> Source document
Most efficient way to wax the LS?
#1
Most efficient way to wax the LS?
Sounds like a simple enough goal -- bring out the best shine on our Mercury Metallic 06 LS. However, I've never really felt comfortable with waxing my cars. What I mean is, I've never felt confident that I'm doing it correctly. Should I go side-to-side, in circles, use or not use an orbital buffer and which brand buffer is best with what type of wax, and is wax enough or do I need a polisher too? There are just too many options/variables and too much information to sort through. I have searched the forum, watched YouTube videos, and looked at Meguiar's product videos but all that does is make my head spin.
Can someone please suggest a simple plan of action to get that "wet" look and bring out the paint's shine? The rainy season is about to start and that is another reason I want to learn how to properly apply a good coat of wax. Attempts to wax previous cars always left streaky results, possibly because I wasn't applying the right amount of wax or maybe I didn't remove it correctly or maybe I left the wax on too long. Who knows? Waxing a car is just not my forte. I also don't want to spend hours cleaning/waxing the car. When I was a teen, and first got my license, I had the luxury to spend three hours every weekend to wash and clean my beloved '91 Honda Accord LX 4-door. Now, between a career, wife's dental practice, 5-year-old daughter, and Master's program, I don't want to spend more than an hour every other week (or every month) to maintain the car's exterior. What simple regimen has worked for others? Thank you for all advice and tried-and-true product recommendations.

> Dataset excerpt

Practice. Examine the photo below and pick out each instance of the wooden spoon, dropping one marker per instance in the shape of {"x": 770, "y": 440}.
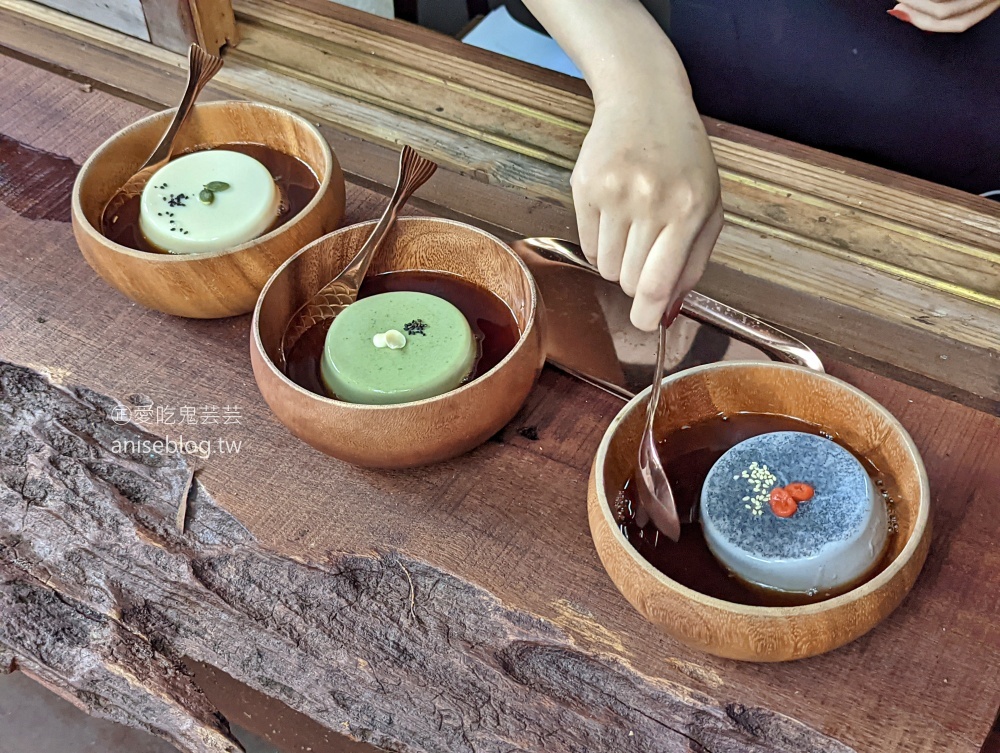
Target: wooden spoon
{"x": 202, "y": 66}
{"x": 342, "y": 291}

> Description of the task
In the forum post about waxing, what car did the writer wash and clean every weekend as a teen? The material is separate from the forum post about waxing.

> Full output
A '91 Honda Accord LX 4-door.